Entri penunjuk objek bernama
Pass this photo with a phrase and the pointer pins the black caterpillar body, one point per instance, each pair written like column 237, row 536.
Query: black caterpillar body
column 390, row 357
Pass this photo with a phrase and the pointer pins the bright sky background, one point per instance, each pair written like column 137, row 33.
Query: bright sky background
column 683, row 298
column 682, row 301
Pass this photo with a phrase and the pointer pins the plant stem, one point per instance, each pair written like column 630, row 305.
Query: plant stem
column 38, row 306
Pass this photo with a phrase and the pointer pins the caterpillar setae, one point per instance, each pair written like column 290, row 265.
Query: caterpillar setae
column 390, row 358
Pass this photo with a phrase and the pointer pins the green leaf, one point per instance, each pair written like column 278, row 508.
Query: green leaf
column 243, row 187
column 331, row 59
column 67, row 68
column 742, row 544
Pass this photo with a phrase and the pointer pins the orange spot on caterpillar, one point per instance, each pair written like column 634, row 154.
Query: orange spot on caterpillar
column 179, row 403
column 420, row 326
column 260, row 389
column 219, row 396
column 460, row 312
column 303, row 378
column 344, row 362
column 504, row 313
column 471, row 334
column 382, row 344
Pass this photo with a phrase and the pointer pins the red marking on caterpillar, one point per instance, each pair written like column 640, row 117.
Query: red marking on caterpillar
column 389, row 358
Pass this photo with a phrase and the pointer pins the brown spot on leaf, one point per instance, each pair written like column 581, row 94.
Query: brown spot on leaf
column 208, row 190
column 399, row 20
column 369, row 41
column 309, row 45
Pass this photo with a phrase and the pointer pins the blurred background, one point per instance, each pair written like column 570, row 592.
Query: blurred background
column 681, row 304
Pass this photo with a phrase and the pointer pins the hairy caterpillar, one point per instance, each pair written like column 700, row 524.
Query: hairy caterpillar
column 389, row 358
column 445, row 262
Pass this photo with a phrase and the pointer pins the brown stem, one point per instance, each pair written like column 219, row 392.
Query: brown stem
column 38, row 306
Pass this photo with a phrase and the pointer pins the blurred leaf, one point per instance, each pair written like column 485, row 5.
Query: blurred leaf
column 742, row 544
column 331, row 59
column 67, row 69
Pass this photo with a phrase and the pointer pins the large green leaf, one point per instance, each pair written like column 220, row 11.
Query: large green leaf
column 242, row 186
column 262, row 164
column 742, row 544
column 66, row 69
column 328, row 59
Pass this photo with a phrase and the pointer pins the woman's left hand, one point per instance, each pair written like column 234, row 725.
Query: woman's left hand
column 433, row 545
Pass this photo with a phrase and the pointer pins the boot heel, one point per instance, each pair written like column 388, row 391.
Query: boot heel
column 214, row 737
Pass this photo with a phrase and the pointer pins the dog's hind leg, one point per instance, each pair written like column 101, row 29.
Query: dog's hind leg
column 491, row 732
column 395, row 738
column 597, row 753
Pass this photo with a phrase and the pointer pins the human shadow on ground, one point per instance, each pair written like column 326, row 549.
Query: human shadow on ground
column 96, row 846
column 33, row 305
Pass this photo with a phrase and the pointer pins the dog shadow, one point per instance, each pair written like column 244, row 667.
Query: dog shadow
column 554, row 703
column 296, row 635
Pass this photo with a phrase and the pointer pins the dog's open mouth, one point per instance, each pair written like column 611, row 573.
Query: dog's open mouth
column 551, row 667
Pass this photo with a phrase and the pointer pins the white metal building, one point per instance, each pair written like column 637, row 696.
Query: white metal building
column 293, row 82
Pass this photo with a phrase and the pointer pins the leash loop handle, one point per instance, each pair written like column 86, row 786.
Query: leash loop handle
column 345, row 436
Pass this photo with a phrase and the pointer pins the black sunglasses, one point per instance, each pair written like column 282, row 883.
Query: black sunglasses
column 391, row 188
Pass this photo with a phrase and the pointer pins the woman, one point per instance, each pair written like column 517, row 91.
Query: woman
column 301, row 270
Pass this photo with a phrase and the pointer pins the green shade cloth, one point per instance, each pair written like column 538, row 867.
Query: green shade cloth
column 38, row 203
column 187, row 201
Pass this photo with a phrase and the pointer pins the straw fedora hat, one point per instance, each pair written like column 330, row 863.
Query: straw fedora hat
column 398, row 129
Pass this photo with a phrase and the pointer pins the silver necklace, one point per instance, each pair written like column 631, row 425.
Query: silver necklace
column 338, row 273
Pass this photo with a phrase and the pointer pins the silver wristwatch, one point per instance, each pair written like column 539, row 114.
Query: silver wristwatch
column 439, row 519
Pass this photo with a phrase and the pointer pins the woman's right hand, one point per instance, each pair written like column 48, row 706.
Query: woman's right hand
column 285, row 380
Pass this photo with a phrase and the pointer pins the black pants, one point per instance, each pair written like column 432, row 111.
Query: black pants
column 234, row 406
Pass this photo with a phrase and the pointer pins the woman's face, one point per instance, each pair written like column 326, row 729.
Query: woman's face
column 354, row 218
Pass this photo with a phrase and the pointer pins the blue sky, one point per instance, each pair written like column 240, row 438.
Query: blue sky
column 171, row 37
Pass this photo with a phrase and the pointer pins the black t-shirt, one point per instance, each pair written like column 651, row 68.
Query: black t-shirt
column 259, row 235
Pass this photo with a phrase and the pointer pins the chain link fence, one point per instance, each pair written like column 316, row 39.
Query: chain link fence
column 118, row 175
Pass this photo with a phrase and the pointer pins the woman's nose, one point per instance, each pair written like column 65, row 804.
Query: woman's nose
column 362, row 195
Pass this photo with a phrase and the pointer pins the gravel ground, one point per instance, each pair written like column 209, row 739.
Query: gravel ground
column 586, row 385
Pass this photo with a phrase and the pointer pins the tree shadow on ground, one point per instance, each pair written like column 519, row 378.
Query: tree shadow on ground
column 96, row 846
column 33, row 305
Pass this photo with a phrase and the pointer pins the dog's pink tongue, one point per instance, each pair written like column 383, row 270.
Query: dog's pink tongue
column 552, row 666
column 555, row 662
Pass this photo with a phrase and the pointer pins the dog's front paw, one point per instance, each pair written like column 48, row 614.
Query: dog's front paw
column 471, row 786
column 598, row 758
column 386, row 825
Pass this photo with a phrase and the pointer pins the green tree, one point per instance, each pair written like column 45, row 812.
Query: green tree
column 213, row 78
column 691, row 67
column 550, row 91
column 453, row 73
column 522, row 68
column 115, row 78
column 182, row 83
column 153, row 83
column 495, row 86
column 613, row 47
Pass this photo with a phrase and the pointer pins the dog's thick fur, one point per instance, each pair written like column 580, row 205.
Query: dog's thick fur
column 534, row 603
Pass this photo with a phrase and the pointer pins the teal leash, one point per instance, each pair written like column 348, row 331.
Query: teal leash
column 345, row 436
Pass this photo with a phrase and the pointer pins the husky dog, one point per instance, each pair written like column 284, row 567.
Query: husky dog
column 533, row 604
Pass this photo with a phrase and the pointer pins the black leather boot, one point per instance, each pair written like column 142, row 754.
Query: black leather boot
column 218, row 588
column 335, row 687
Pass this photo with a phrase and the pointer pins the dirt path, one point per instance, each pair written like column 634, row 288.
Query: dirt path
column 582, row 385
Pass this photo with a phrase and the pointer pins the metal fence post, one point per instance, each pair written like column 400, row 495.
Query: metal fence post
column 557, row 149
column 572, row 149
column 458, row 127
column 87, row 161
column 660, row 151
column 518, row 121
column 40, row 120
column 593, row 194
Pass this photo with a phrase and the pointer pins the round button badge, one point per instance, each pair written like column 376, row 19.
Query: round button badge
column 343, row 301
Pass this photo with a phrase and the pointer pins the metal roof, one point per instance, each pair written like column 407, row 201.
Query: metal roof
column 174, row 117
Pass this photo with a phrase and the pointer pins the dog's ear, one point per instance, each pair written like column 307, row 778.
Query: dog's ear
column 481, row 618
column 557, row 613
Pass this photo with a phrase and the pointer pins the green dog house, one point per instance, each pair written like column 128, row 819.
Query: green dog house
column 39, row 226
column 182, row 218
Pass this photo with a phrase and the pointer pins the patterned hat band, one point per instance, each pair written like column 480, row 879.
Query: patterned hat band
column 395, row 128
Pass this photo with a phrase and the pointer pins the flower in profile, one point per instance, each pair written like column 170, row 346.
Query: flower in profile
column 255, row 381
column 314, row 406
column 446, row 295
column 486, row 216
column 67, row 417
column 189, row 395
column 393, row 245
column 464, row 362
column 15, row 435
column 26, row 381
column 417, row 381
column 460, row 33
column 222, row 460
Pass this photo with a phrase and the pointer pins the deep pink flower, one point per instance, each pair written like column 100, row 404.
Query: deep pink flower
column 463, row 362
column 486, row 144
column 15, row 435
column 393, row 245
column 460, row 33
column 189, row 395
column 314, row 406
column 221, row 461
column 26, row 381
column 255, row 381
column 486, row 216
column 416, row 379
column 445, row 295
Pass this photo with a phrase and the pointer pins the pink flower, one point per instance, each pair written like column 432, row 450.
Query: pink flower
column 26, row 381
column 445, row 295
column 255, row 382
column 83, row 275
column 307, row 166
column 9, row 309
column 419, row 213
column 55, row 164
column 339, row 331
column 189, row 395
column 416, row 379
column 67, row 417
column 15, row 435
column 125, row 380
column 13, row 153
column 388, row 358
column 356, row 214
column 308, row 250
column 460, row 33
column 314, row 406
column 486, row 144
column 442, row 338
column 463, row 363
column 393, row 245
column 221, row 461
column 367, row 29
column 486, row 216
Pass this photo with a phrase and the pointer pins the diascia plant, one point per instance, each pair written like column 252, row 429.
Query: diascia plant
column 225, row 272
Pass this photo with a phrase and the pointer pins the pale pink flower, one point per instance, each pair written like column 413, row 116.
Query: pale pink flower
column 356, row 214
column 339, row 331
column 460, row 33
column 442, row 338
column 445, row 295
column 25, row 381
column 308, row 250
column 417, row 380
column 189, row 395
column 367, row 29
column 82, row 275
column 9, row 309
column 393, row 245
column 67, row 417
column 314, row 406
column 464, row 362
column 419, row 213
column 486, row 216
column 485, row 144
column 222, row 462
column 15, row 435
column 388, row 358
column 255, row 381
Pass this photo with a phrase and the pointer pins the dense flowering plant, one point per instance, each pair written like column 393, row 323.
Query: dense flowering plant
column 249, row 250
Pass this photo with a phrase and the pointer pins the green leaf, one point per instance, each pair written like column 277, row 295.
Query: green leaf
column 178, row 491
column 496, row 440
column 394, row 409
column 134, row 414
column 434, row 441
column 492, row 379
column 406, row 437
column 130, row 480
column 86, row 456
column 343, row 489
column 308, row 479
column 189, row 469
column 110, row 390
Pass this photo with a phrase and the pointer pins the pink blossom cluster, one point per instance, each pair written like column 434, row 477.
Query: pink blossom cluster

TUGAS ANDA: Sajikan baris-baris data dari awal hingga baris yang memuat "column 682, row 301", termasuk baris itu, sebagai daftar JSON berisi string, satu string untuk setiap baris tanpa menyertakan baris kosong.

HASIL PENGERJAAN:
[
  "Pass this photo with a phrase and the pointer pins the black caterpillar body, one point per instance, each pair written like column 237, row 536.",
  "Query: black caterpillar body",
  "column 390, row 357",
  "Pass this photo with a phrase and the pointer pins the bright sky background, one point per instance, each pair written like column 137, row 33.",
  "Query: bright sky background",
  "column 683, row 298",
  "column 682, row 301"
]